### Items
————————

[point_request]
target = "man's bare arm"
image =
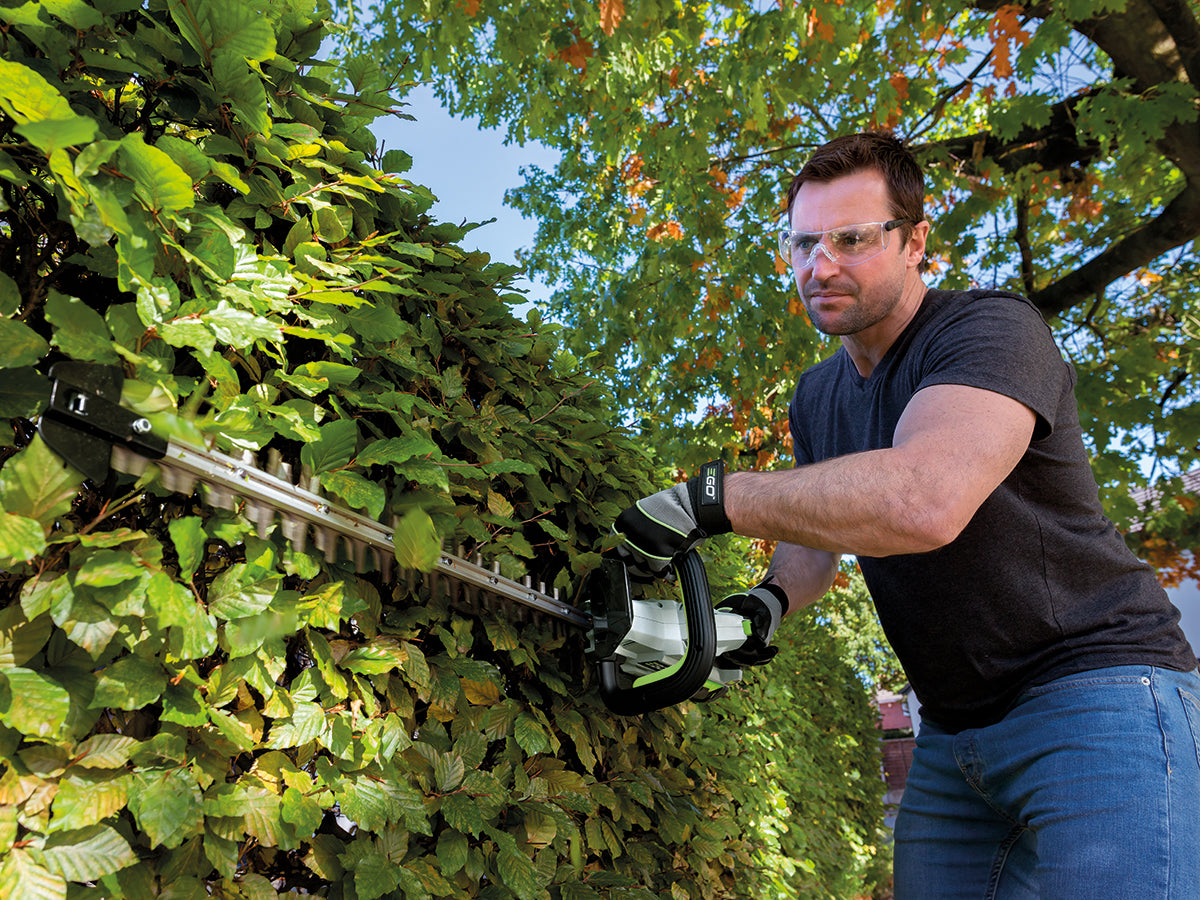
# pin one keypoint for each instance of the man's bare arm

————————

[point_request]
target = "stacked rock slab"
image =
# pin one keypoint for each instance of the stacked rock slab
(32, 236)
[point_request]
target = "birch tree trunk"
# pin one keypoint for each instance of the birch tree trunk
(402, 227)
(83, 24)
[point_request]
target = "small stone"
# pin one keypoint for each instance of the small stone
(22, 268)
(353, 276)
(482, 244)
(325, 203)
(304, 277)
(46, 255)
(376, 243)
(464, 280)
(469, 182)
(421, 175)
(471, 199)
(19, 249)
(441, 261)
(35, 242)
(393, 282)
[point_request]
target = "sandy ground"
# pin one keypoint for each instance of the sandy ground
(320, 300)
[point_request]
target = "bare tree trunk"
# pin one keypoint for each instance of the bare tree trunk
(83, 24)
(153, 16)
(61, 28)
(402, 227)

————————

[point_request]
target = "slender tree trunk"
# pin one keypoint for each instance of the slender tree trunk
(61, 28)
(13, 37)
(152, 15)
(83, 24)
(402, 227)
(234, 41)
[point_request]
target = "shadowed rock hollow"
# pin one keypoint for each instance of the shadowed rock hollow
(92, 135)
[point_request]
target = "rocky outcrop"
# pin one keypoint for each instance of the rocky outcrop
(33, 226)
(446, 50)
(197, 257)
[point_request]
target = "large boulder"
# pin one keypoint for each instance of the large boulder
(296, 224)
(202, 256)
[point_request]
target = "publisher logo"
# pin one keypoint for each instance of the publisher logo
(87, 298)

————————

### Exercise objective
Extract each line of the rows above that contains the word "trunk".

### Correct result
target = "birch tree trunk"
# pin one keypoint for each instance of the birch tree trunk
target = "bare tree trunk"
# pin one keypoint for each instance of the bare tree trunk
target = "slender tree trunk"
# pin one keypoint for each instance of the slender tree trunk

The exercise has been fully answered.